What to produce:
In the email reply about the DPV statement for the LOC, what does the writer name as a direct competitor to GDPR?

Re: Adding a statement on political implications in LOC

Dear Mark,

Very interesting point, regarding the scope.

Currently there's a note on "Focus of DPVCG on privacy and data protection"
at https://dev.dpvcg.org/2.2/dpv/#scope-change
Can your concerns be addressed there?

For convenience, I will put it here as well:
----
Note: Focus of DPVCG on privacy and data protection

Though the scope of DPVCG has expanded significantly from 'personal
data' to also include 'any data and technologies', the primary focus
of the group remains on privacy and data protection. Therefore, while
the group is developing work such as the [AI] and [EU-AIAct]
extensions, it is also interested in understanding how these involve
personal data and affect privacy and data protection, and how the DPV
and its extensions can help address concerns - such as through
taxonomies to support risk and impact assessments in [RISK] extension.

The DPVCG welcomes work associated with [AI] or [EU-AIAct] and other
similar activities which go beyond privacy and data protection, such
as AI specific risks and impacts. Such additions are useful to support
the group's primary objectives as they help discuss and determine when
risks and impacts involve personal data and have an effect on privacy
and data protection.
----

I see GDPR more like a "league" (like the famous Hanseatic League,
which in a way an "inspiration" to today's EEA)
as a main driver for adoption outside the EU is basically trade, and
not necessary colonisation
in a sense that the bigger powers decide the way of life and those
much much lesser powers just have to accept that,
since there is also another league like Global Cross-Border Privacy
Rules (which is basically a direct competition to GDPR) as well.

Of course, smaller markets don't have that many to choose from, but at
least they have some agency.
Countries that adopt provisions from GDPR for their data protection
law (either new one or amendment of existing) also pick and choose.

I think the second paragraph of the proposed statement to the LOC also
addressed this very nature of pick and choose
("Further, due to the modular nature of DPV, it is feasible and
practical to create extensions ...
adopters have a choice to create and utilise (and to propose to the
DPVCG) other models ....")
and that can be applied generally of DPV, not only LOC.


regards,
Art

On Sat, 2 Aug 2025 at 00:27, Mark @ 0PN <mark@0pn.org> wrote:
>
> Hi Harsh,
>
> I also have concerns about the politics of DPV, in that the privacy vocabulary represented a new form of colonisation.  In my perspective of a social anthropologist, the data privacy vocabulary is GDPR based, which is based on a national data protection legislation framework.  Which is inherently a permission and surveillance, not a transaprency and consent framework.  In this regard, applying the GDPR - national legislation framework as a model for the rest of the world is a form of digital colonisation, which does not account for transparency and consent for digital identification, nor is it complaint to international treaty, Convention 108+, in respect to how it is defined.
>
> In this regard, I think more consideration is required, and the at the DPV should be clear it is a data protection vocabulary, not a data privacy vocabulary that scales internationally.  Please provide a notice to include this context.
>
> Best Regards,
>
> Mark
>
> > On 1 Aug 2025, at 07:37, Harshvardhan Pandit <me@harshp.com> wrote:
> >
> > Hi All.

Material:
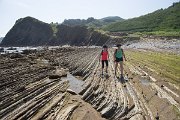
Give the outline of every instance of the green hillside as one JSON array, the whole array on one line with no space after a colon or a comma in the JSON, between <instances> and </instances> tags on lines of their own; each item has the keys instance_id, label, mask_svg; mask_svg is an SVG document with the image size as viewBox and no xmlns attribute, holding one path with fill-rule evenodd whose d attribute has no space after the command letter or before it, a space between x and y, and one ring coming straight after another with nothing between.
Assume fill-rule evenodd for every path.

==

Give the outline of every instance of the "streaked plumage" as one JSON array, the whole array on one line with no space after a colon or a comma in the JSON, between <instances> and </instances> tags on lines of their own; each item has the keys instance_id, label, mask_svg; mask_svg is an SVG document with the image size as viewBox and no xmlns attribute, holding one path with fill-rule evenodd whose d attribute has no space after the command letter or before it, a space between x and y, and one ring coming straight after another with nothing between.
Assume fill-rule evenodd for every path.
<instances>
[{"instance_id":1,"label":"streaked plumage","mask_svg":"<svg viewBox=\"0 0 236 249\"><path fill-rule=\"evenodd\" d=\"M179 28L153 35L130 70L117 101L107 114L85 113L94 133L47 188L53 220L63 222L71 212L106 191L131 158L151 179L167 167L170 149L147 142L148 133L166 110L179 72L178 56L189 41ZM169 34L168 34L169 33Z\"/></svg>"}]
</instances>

---

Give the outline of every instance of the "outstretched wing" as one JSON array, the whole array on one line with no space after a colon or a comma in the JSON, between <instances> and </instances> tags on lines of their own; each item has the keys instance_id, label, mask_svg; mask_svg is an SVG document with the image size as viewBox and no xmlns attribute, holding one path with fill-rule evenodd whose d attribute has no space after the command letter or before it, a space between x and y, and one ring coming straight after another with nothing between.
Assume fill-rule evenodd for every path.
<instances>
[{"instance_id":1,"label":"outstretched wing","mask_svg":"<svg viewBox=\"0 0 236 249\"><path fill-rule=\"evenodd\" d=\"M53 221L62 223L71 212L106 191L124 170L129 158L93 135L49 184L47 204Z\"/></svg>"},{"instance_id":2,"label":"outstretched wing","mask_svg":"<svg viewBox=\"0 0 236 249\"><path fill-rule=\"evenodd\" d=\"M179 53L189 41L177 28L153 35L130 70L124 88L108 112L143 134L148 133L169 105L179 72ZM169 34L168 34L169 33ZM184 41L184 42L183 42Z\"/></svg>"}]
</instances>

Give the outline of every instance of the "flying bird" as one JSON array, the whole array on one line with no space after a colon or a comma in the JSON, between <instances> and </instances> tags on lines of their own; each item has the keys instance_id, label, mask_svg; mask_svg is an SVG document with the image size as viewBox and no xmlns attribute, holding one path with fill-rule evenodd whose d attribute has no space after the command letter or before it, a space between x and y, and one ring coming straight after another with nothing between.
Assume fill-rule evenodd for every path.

Written reply:
Global Cross-Border Privacy Rules.